**Required task:** Can you rewrite only the records from the line with "segment slot canyon" up to and including the line with "[[[0,3],[1,169],[256,169],[255,1],[150,1]]]", putting "object" wherever "instance" appears and keeping everything else the same?

**Given entries:**
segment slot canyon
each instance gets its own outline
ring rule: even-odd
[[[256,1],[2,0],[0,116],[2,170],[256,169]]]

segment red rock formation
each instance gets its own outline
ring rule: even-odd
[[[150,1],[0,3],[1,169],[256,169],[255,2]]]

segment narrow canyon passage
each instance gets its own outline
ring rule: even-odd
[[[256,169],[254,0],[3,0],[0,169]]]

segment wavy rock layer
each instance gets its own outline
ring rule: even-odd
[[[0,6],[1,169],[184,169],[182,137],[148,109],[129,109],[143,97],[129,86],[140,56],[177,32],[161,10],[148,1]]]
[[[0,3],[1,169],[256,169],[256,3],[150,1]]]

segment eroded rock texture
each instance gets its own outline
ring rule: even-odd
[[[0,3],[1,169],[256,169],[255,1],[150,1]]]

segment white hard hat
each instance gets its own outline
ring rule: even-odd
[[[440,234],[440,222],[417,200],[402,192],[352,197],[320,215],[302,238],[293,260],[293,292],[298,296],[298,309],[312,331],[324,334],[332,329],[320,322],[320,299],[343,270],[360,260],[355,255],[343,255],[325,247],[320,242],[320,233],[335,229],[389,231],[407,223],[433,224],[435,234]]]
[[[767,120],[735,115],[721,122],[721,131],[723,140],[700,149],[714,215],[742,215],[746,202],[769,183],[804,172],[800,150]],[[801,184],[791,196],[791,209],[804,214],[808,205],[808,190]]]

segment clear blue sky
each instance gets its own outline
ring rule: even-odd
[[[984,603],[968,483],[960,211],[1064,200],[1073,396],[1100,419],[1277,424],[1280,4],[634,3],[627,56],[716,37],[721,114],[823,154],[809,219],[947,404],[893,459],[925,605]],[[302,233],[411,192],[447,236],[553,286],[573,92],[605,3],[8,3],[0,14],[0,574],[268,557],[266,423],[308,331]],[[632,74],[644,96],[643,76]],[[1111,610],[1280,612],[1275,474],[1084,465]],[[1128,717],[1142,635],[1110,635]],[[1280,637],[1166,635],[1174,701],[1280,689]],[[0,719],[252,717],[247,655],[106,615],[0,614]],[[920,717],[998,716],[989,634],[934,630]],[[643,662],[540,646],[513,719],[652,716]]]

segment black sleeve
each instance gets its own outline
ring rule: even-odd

* * *

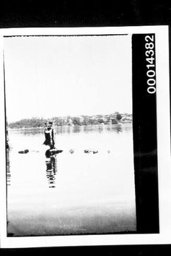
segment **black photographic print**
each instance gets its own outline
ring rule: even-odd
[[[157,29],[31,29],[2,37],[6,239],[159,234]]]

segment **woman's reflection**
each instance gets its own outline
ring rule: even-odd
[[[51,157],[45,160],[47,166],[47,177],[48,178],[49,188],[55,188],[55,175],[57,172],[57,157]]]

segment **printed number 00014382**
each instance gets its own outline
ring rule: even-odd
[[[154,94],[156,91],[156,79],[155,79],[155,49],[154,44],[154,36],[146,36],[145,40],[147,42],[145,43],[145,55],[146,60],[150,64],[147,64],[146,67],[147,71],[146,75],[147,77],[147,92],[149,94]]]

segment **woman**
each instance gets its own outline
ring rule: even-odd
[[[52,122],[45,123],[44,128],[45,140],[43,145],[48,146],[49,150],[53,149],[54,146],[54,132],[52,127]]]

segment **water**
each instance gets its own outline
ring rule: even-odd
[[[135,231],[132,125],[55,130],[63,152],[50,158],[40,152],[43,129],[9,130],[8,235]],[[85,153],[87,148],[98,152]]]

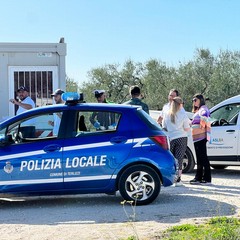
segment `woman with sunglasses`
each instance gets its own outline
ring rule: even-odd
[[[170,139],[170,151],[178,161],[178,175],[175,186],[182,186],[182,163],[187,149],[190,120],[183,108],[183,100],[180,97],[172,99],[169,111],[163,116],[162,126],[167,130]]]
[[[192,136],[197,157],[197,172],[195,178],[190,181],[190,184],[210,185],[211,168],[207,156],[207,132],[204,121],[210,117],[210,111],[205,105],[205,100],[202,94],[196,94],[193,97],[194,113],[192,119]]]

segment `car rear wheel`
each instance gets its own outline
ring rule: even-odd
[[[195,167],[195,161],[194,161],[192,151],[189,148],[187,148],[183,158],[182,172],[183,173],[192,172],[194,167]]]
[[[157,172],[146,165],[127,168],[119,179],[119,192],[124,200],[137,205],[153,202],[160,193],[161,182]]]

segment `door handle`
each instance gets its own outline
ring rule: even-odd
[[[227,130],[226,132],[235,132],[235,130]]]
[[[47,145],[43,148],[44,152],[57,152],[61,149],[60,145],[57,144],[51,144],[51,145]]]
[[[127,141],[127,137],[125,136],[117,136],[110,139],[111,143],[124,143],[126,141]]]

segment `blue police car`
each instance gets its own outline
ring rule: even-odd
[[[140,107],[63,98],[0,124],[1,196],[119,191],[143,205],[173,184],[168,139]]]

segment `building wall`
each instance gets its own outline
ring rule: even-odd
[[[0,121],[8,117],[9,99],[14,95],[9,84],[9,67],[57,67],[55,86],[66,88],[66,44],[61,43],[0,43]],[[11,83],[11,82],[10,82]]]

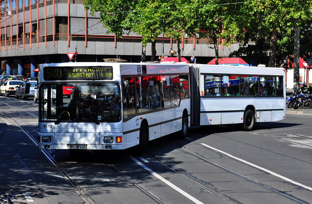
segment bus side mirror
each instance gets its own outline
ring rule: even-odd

**Answer to this problem:**
segment slot canyon
each object gets its own outline
ring rule: even-odd
[[[256,1],[2,0],[0,116],[2,170],[256,169]]]

segment red rock formation
each object gets its own outline
ring rule: even-odd
[[[150,1],[0,3],[1,169],[256,169],[255,2]]]

segment narrow canyon passage
each object gets its own outline
ring rule: even-odd
[[[256,169],[254,0],[3,0],[0,169]]]

segment wavy rock layer
each object gets its own outline
ring rule: even-odd
[[[0,6],[1,169],[184,169],[182,137],[148,109],[129,109],[143,97],[129,86],[140,56],[177,32],[161,10],[148,1]]]
[[[0,3],[1,169],[256,169],[256,3],[150,1]]]

segment eroded rock texture
each object gets its own outline
ring rule: even-odd
[[[0,3],[1,169],[256,169],[255,1],[150,1]]]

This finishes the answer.